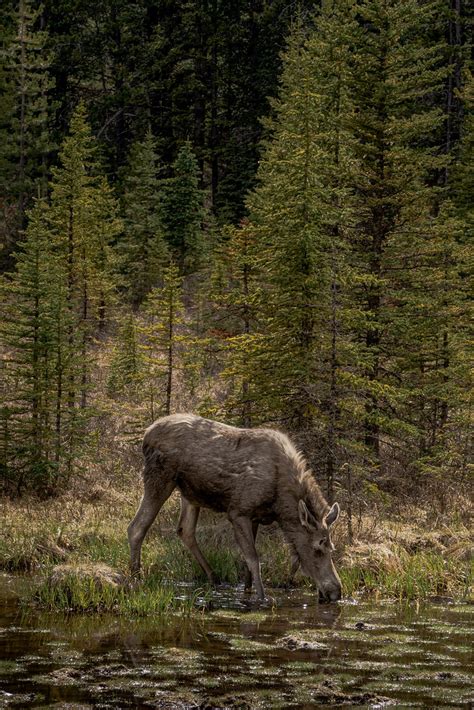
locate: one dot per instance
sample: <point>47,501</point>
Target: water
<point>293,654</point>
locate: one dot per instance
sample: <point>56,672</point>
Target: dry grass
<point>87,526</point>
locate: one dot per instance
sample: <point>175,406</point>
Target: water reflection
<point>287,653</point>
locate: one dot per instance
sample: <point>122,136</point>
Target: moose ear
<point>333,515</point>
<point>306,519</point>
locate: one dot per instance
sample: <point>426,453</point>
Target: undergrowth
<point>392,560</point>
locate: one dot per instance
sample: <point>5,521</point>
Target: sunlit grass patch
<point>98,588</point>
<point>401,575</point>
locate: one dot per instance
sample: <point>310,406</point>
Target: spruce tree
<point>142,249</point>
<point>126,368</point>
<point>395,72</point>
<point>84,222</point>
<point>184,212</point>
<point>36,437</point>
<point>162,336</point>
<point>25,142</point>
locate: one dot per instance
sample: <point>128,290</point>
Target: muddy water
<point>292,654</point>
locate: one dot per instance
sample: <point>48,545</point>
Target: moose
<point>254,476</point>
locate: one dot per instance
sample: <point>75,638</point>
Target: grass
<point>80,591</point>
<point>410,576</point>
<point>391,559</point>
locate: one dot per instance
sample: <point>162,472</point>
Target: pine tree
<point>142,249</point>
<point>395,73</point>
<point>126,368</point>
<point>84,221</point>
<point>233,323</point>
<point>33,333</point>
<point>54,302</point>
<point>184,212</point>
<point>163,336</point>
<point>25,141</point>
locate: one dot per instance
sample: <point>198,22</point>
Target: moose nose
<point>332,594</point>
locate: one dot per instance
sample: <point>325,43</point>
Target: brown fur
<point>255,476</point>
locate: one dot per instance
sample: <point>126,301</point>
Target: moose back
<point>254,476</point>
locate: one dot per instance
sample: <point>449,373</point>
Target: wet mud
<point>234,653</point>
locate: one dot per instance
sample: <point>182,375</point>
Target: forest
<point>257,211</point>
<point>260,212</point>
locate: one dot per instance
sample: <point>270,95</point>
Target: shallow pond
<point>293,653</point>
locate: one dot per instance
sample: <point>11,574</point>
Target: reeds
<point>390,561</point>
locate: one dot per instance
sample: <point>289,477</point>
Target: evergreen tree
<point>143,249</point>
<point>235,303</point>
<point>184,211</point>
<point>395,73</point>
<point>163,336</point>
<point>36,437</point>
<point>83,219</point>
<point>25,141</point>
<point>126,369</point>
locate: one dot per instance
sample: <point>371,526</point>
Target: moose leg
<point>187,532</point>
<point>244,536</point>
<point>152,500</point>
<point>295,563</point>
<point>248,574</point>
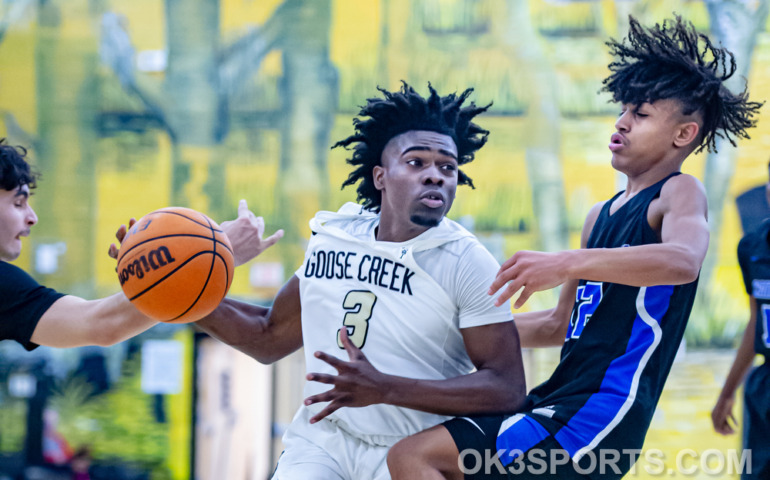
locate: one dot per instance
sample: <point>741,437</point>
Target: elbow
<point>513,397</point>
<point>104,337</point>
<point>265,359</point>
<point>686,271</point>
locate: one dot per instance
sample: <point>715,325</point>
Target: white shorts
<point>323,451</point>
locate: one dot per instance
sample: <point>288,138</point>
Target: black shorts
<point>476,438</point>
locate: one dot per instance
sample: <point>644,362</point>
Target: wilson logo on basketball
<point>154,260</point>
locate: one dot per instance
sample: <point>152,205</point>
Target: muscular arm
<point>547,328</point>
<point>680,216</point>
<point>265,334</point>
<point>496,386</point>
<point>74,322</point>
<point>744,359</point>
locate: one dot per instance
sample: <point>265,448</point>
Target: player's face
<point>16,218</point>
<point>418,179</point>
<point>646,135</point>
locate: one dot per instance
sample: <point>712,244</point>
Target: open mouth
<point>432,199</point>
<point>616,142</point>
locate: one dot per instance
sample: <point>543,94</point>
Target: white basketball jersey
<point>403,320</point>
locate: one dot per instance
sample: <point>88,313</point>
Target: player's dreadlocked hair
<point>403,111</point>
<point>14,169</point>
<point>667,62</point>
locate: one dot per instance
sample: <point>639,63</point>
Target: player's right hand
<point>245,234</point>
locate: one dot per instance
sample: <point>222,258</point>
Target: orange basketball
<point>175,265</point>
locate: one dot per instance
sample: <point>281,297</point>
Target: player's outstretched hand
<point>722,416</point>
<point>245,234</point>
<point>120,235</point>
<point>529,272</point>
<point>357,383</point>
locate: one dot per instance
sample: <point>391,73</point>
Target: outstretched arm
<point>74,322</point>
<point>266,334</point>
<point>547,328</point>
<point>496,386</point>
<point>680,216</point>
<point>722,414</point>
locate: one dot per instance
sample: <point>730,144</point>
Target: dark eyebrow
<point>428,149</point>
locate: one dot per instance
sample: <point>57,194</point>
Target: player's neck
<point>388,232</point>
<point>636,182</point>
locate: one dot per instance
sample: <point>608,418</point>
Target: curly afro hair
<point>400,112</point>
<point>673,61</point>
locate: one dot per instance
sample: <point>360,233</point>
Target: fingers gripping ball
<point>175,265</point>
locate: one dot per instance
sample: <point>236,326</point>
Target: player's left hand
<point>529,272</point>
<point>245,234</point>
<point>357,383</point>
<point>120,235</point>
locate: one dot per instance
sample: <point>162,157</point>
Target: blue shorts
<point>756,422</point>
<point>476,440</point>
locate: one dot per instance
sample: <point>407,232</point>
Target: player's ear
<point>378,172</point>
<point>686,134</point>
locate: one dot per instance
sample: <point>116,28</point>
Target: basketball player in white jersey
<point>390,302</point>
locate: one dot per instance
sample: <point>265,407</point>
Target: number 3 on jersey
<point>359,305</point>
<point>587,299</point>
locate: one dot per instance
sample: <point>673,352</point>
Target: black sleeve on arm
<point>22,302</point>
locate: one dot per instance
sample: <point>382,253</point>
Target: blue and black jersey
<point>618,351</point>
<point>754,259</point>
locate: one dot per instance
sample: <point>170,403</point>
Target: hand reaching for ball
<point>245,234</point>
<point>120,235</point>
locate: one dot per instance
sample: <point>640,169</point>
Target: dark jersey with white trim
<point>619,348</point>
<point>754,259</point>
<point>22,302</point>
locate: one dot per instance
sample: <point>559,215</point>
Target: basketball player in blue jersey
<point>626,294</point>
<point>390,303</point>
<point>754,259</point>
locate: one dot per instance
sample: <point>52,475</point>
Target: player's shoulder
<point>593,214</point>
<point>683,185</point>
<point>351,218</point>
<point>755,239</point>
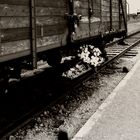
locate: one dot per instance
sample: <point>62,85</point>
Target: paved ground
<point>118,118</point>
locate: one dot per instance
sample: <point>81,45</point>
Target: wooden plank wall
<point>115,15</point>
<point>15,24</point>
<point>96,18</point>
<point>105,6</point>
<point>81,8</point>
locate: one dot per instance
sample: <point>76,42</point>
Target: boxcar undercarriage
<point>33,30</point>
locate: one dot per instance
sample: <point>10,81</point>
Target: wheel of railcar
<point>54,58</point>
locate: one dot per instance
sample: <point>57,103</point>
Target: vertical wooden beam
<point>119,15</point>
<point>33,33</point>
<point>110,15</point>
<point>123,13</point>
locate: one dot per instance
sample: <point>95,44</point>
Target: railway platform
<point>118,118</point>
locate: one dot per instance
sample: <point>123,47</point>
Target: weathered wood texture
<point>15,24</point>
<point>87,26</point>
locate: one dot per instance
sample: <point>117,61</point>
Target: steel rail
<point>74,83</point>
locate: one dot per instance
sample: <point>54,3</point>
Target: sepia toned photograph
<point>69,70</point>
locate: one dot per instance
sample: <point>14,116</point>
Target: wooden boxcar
--- --- ---
> [Task requirements] The records above are to be reproduced exactly; the pictures are to be left out.

> [Exercise solution]
locate: one dot per instance
sample: <point>47,501</point>
Target: water
<point>293,654</point>
locate: one dot per instance
sample: <point>56,672</point>
Target: dry grass
<point>87,526</point>
locate: one dot per instance
sample: <point>175,406</point>
Target: water reflection
<point>287,653</point>
locate: one dot per instance
sample: <point>122,136</point>
Target: moose ear
<point>333,515</point>
<point>306,519</point>
locate: one dot per instance
sample: <point>426,453</point>
Target: undergrowth
<point>392,560</point>
locate: one dot per instance
sample: <point>5,521</point>
Target: sunlit grass patch
<point>98,588</point>
<point>401,575</point>
locate: one dot per instance
sample: <point>310,406</point>
Target: spruce tree
<point>142,249</point>
<point>126,368</point>
<point>395,72</point>
<point>84,222</point>
<point>184,212</point>
<point>36,437</point>
<point>162,336</point>
<point>25,142</point>
locate: one dot per instance
sample: <point>128,290</point>
Target: muddy water
<point>292,654</point>
locate: one dot per instance
sample: <point>48,545</point>
Target: moose
<point>254,476</point>
locate: one dot per instance
sample: <point>75,638</point>
Target: grass
<point>80,591</point>
<point>410,576</point>
<point>391,559</point>
locate: one dot per instance
sample: <point>162,472</point>
Target: pine tree
<point>142,249</point>
<point>395,73</point>
<point>126,368</point>
<point>84,221</point>
<point>233,323</point>
<point>33,333</point>
<point>54,302</point>
<point>184,212</point>
<point>163,336</point>
<point>25,141</point>
locate: one dot per instance
sample: <point>198,22</point>
Target: moose nose
<point>332,594</point>
locate: one dot per instance
sample: <point>325,43</point>
Target: brown fur
<point>255,476</point>
locate: one dot per instance
sample: <point>126,301</point>
Target: moose back
<point>254,476</point>
locate: one dot per instance
sample: <point>449,373</point>
Target: wet mud
<point>234,653</point>
locate: one dot per instance
sample: <point>182,375</point>
Target: forest
<point>257,211</point>
<point>260,212</point>
locate: one dot per instance
sample: <point>270,95</point>
Target: shallow pond
<point>293,653</point>
locate: one dot per instance
sample: <point>11,574</point>
Target: reeds
<point>390,561</point>
locate: one dot per instance
sample: <point>289,477</point>
Target: evergreen tree
<point>143,249</point>
<point>235,303</point>
<point>184,211</point>
<point>395,73</point>
<point>163,336</point>
<point>36,437</point>
<point>83,219</point>
<point>25,141</point>
<point>126,369</point>
locate: one dot per instance
sample: <point>371,526</point>
Target: moose leg
<point>187,532</point>
<point>244,536</point>
<point>152,500</point>
<point>295,563</point>
<point>248,574</point>
locate: one dot per instance
sample: <point>741,437</point>
Target: elbow
<point>513,397</point>
<point>104,337</point>
<point>265,359</point>
<point>686,271</point>
locate: one dot per instance
sample: <point>715,325</point>
Target: white shorts
<point>323,451</point>
locate: one dot per instance
sample: <point>288,138</point>
Target: black shorts
<point>476,438</point>
locate: one dot per instance
sample: <point>644,362</point>
Target: wilson logo on basketball
<point>154,260</point>
locate: one dot per instance
sample: <point>152,205</point>
Target: muscular arm
<point>547,328</point>
<point>680,216</point>
<point>265,334</point>
<point>496,386</point>
<point>74,322</point>
<point>744,359</point>
locate: one dot per instance
sample: <point>265,448</point>
Target: player's face
<point>16,218</point>
<point>418,179</point>
<point>646,135</point>
locate: one dot per instance
sample: <point>712,244</point>
Target: open mouth
<point>432,199</point>
<point>616,142</point>
locate: one dot per instance
sample: <point>543,94</point>
Target: white basketball jersey
<point>403,320</point>
locate: one dot per instance
sample: <point>88,313</point>
Target: player's dreadlocked hair
<point>403,111</point>
<point>14,169</point>
<point>667,62</point>
locate: one dot per instance
sample: <point>639,63</point>
Target: player's right hand
<point>245,234</point>
locate: one dot per instance
sample: <point>222,258</point>
Target: orange basketball
<point>175,265</point>
locate: one dot per instance
sample: <point>281,297</point>
Target: player's outstretched hand
<point>722,416</point>
<point>245,234</point>
<point>120,235</point>
<point>529,272</point>
<point>357,383</point>
locate: one dot per instance
sample: <point>391,73</point>
Target: outstretched arm
<point>74,322</point>
<point>266,334</point>
<point>547,328</point>
<point>496,386</point>
<point>680,216</point>
<point>722,414</point>
locate: one dot per instance
sample: <point>730,144</point>
Target: dark eyebrow
<point>428,149</point>
locate: one dot per instance
sample: <point>57,194</point>
Target: player's neck
<point>388,232</point>
<point>636,182</point>
locate: one dot per instance
sample: <point>608,418</point>
Target: curly afro hair
<point>400,112</point>
<point>673,61</point>
locate: one dot per instance
sample: <point>360,233</point>
Target: fingers gripping ball
<point>175,265</point>
locate: one dot per instance
sample: <point>236,326</point>
Target: player's left hand
<point>529,272</point>
<point>245,234</point>
<point>357,383</point>
<point>120,235</point>
locate: one dot per instance
sample: <point>162,157</point>
Target: blue shorts
<point>756,422</point>
<point>476,440</point>
locate: one dot per instance
sample: <point>407,232</point>
Target: player's ear
<point>378,172</point>
<point>686,134</point>
locate: one dot per instance
sample: <point>116,28</point>
Target: basketball player in white jersey
<point>390,302</point>
locate: one dot per instance
sample: <point>265,407</point>
Target: number 3 on jersey
<point>359,305</point>
<point>587,299</point>
locate: one dot per instance
sample: <point>673,352</point>
Target: black sleeve on arm
<point>22,302</point>
locate: one dot per instance
sample: <point>382,253</point>
Target: blue and black jersey
<point>618,351</point>
<point>754,259</point>
locate: one dot per instance
sample: <point>170,403</point>
Target: hand reaching for ball
<point>245,234</point>
<point>120,235</point>
locate: one dot per instance
sample: <point>640,169</point>
Target: dark jersey with white trim
<point>619,348</point>
<point>754,259</point>
<point>22,302</point>
locate: one dot per instance
sample: <point>559,215</point>
Target: basketball player in blue jersey
<point>626,294</point>
<point>390,303</point>
<point>754,259</point>
locate: one dot per instance
sample: <point>52,475</point>
Target: player's shoulder
<point>593,214</point>
<point>683,185</point>
<point>351,218</point>
<point>755,239</point>
locate: one dot per instance
sample: <point>62,85</point>
Target: paved ground
<point>118,118</point>
locate: one dot per instance
sample: <point>81,45</point>
Target: wooden plank wall
<point>115,15</point>
<point>15,24</point>
<point>96,18</point>
<point>105,6</point>
<point>81,8</point>
locate: one dot per instance
sample: <point>76,42</point>
Target: boxcar undercarriage
<point>33,30</point>
locate: one dot per instance
sample: <point>10,81</point>
Target: wheel of railcar
<point>54,58</point>
locate: one dot per instance
sample: <point>57,103</point>
Target: vertical wooden beam
<point>119,15</point>
<point>33,33</point>
<point>110,15</point>
<point>123,13</point>
locate: one dot per instance
sample: <point>95,44</point>
Target: railway platform
<point>118,118</point>
locate: one dot per instance
sample: <point>123,47</point>
Target: weathered wood texture
<point>15,24</point>
<point>87,26</point>
locate: one dot per instance
sample: <point>117,61</point>
Target: steel rail
<point>74,83</point>
locate: one dot per instance
sample: <point>54,3</point>
Target: sepia toned photograph
<point>69,70</point>
locate: one dot per instance
sample: <point>14,116</point>
Target: wooden boxcar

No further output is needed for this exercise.